● Excerto do texto:
# # # #
Inteligente, curiosa, activa, desobediente, de uma lucidez incrível, MTH incentivada pela avó (“uma mulher especial, feminista, uma alma capaz de guardar um segredo”) dedica horas à leitura e à escrita e descobre o cinema. A escrita, a poesia “era uma forma de sossego”. Os poemas “nasciam-lhe nos dedos” e neles encontraremos a sua dor, o seu desamor, a sua paixão pelo marido, “o seu muso” (Luís de Barros), a luta pelos direitos da mulher, pelo debate das questões de sexualidade, da nudez do corpo, pela libertação sexual. Este último aspecto tornou-se amplamente revelador no livro 𝑴𝒊𝒏𝒉𝒂 𝑺𝒆𝒏𝒉𝒐𝒓𝒂 𝒅𝒆 𝑴𝒊𝒎.
“ (…) não era só o erotismo, era a noção de liberdade que estava em causa. (…) Trata-se de uma poesia amorosa, sensual, erótica.” (p. 212). É óbvio que o livro foi apreendido pela PIDE.
Para ultrapassar dificuldades financeiras, MTH trabalhou como jornalista em vários jornais. Tem várias obras publicadas e foi uma das três Marias que escreveu 𝑨𝒔 𝑵𝒐𝒗𝒂𝒔 𝑪𝒂𝒓𝒕𝒂𝒔 𝑷𝒐𝒓𝒕𝒖𝒈𝒖𝒆𝒔𝒂𝒔, uma das mais importantes obras feministas portuguesas, publicada antes do 25 de abril que as levou à prisão, mas também as catapultou para o reconhecimento.
# # # #
● Dados fornecidos:
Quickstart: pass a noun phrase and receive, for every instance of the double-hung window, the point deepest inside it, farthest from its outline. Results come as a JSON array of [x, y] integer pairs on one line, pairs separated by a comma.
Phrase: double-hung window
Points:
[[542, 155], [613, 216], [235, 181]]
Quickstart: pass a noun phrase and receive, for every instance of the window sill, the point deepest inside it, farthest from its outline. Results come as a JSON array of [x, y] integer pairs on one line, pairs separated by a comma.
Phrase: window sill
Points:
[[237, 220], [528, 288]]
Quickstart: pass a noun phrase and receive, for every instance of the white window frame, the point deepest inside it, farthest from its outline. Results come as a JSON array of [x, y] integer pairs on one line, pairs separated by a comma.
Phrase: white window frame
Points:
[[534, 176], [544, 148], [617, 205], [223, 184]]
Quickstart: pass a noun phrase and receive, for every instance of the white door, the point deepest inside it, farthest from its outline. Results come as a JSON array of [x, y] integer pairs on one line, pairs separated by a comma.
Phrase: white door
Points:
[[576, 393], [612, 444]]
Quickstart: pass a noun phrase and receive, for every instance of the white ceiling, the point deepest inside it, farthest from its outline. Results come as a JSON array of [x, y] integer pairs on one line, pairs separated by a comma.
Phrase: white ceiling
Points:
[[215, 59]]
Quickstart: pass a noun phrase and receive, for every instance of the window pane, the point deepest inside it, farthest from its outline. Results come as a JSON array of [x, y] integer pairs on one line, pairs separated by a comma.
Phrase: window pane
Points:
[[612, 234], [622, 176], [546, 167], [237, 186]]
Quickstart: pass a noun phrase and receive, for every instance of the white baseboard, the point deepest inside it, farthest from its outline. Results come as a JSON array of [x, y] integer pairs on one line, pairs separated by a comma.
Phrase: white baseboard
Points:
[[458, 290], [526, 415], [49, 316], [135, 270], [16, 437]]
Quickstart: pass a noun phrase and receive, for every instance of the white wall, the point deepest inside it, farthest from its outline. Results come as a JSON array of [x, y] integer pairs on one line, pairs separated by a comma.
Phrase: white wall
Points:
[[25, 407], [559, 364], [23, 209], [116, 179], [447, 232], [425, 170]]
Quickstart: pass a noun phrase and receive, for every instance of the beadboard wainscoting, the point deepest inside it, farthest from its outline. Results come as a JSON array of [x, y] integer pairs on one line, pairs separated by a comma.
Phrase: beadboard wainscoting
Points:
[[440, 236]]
# # # #
● Enunciado 1:
Responda às seguintes perguntas sobre o excerto acerca de MTH.
(a) Segundo o excerto, o que era para MTH a escrita, a poesia?
(b) Que entidade apreendeu o livro Minha Senhora de Mim?
(c) Em que trabalhou MTH para ultrapassar dificuldades financeiras?
● Enunciado 2:
Retome o excerto sobre MTH e escreva a continuação a partir da sua última frase.
Não é preciso recorrer aos dados para nenhuma das tarefas.

● Resposta 1:
(a) A escrita, a poesia, era para ela uma forma de sossego.
(b) O livro foi apreendido pela PIDE.
(c) Trabalhou como jornalista em vários jornais.

● Resposta 2:
Sobre tudo isto e muito mais, Patrícia Reis, habilmente, cativa e surpreende o leitor. Escreve com elegância sobre Teresinha, uma amiga, a mulher revolucionária, libertária que viveu em tempos de opressão política. No prefácio, a autora refere que há uma relação de amizade entre as duas e acrescenta que se trata de “uma biografia com colaboração da biografada”. É um privilégio contar com o contributo das memórias ainda vivas de MTH, mas é simultaneamente uma enorme responsabilidade. Patrícia Reis fê-lo muito bem e cumpriu a sua missão.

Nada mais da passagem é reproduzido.